* **Vos consignes**:
A: Reproduisez fidèlement le passage du texte sur l'épargne qui s'ouvre sur les mots contenant « L’épargne supplémentaire accumulée » et se ferme sur « inquiets pour l’avenir. ».
B: D'après le texte sur l'épargne, pourquoi les Français ont-ils accumulé une épargne supplémentaire pendant la crise du Covid ? Répondez en une à trois phrases.

* **Extrait du texte**:
● ● ● ● ●

L’épargne supplémentaire accumulée par les Français depuis que la crise du Covid a débuté a été massive, mais très inégalement répartie. Dans une récente étude, l’Insee remonte aux sources de ces inégalités.
165 milliards d’euros : c’est, selon les projections de la Banque de France, le total de l’épargne supplémentaire que les Français auront accumulé d’ici la fin 2021 en raison du Covid. Une épargne de crise, consécutive du recul de la consommation liée aux restrictions sanitaires, et au réflexe de thésaurisation de Français inquiets pour l’avenir.
Quel est le profil de ces Français ayant « surépargné » depuis un an ? Dans le cadre de ses notes de conjoncture, l’Institut national de la statistique et des études économiques (Insee) vient de consacrer un dossier au sujet, s’appuyant sur des données bancaires anonymisées fournies par le Crédit Mutuel. Son constat général est le suivant : tous les groupes de ménages ont connu une hausse de leur niveau de patrimoine financier en 2020.

● ● ● ● ●

* **Entrées de données enregistrées**:
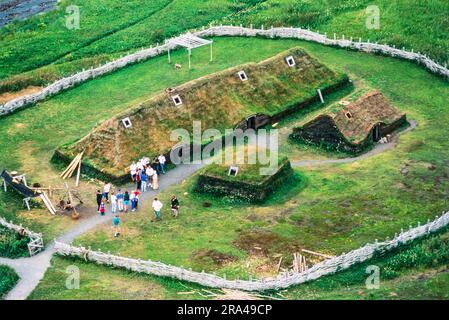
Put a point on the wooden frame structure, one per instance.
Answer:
(190, 41)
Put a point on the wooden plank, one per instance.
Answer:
(78, 173)
(72, 166)
(49, 202)
(72, 169)
(44, 199)
(69, 166)
(279, 265)
(318, 254)
(304, 263)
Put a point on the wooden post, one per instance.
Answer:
(279, 265)
(211, 52)
(27, 203)
(320, 95)
(78, 174)
(190, 62)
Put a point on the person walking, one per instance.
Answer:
(116, 224)
(99, 199)
(133, 170)
(102, 208)
(126, 201)
(162, 162)
(144, 178)
(133, 201)
(174, 206)
(120, 200)
(113, 203)
(157, 207)
(139, 179)
(155, 181)
(136, 194)
(149, 173)
(106, 190)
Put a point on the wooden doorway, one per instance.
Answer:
(376, 133)
(251, 122)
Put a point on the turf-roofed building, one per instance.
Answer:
(246, 96)
(352, 127)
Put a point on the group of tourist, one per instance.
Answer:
(145, 174)
(145, 177)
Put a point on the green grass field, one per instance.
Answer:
(346, 206)
(42, 49)
(338, 209)
(335, 208)
(417, 271)
(8, 279)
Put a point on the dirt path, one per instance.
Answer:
(32, 270)
(379, 148)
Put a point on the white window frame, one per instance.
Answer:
(233, 168)
(242, 75)
(177, 97)
(289, 60)
(127, 122)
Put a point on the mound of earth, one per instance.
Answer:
(270, 89)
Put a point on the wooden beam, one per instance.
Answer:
(279, 265)
(69, 166)
(318, 254)
(79, 172)
(47, 204)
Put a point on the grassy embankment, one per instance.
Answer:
(41, 49)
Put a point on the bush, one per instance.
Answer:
(12, 244)
(8, 279)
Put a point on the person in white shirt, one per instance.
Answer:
(106, 189)
(157, 207)
(150, 173)
(133, 171)
(162, 162)
(113, 203)
(140, 165)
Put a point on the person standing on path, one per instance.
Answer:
(99, 199)
(144, 178)
(106, 190)
(150, 173)
(102, 208)
(155, 181)
(116, 224)
(139, 179)
(157, 207)
(174, 206)
(113, 203)
(162, 162)
(126, 201)
(120, 200)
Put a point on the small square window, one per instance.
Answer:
(290, 61)
(233, 171)
(243, 76)
(177, 100)
(127, 123)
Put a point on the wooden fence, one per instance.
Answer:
(288, 33)
(282, 281)
(36, 243)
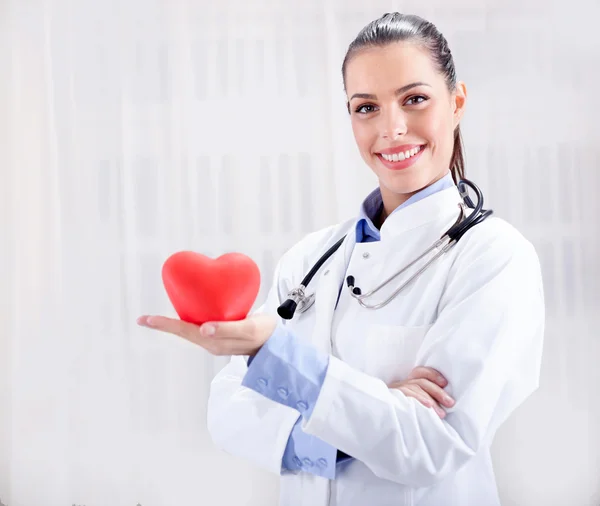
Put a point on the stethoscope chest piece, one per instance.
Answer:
(297, 301)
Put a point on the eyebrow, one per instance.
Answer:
(399, 91)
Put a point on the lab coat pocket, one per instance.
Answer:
(392, 350)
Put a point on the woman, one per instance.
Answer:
(329, 399)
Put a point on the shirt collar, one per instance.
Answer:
(372, 205)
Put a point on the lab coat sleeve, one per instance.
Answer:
(487, 341)
(244, 423)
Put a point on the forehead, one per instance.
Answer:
(384, 69)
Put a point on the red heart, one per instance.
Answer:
(203, 289)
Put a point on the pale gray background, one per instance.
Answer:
(133, 129)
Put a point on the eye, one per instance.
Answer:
(363, 109)
(416, 97)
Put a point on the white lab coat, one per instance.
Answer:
(476, 315)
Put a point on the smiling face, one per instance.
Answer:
(403, 117)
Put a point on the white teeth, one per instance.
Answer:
(398, 157)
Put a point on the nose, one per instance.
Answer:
(393, 124)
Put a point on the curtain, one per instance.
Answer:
(131, 130)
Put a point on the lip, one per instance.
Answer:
(398, 149)
(402, 164)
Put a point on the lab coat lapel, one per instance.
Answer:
(331, 278)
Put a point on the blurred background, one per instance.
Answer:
(133, 129)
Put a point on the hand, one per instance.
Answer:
(426, 385)
(243, 337)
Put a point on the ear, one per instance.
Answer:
(459, 102)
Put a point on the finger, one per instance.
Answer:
(437, 393)
(426, 399)
(417, 393)
(428, 373)
(170, 325)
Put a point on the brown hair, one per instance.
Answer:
(396, 27)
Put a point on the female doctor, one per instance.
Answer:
(341, 400)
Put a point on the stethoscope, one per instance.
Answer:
(298, 300)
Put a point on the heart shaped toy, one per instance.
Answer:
(203, 289)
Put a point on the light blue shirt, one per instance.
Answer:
(291, 372)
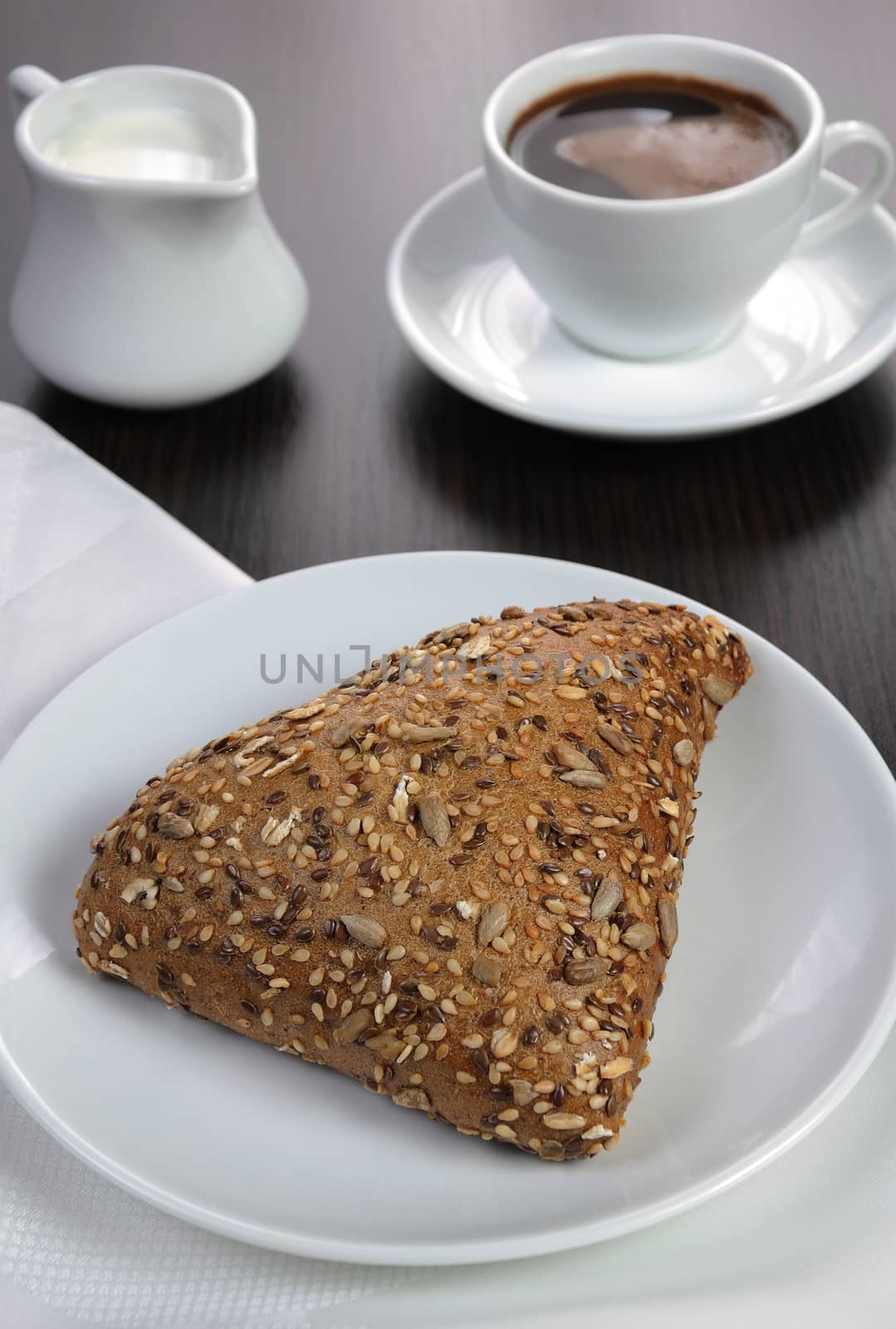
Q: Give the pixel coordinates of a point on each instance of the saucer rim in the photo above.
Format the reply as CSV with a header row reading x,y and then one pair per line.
x,y
815,392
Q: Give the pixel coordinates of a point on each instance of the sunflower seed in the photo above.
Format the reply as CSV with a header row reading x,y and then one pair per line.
x,y
492,923
639,936
718,690
353,1027
433,817
584,779
564,1121
606,897
487,969
570,757
387,1045
174,827
668,919
619,742
577,972
683,753
427,733
365,930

● ● ● ● ●

* **Réponses par consigne**:
A:
L’épargne supplémentaire accumulée par les Français depuis que la crise du Covid a débuté a été massive, mais très inégalement répartie. Dans une récente étude, l’Insee remonte aux sources de ces inégalités.
165 milliards d’euros : c’est, selon les projections de la Banque de France, le total de l’épargne supplémentaire que les Français auront accumulé d’ici la fin 2021 en raison du Covid. Une épargne de crise, consécutive du recul de la consommation liée aux restrictions sanitaires, et au réflexe de thésaurisation de Français inquiets pour l’avenir.

B: Cette épargne de crise découle du recul de la consommation lié aux restrictions sanitaires. Elle s'explique aussi par le réflexe de thésaurisation de Français inquiets pour l'avenir.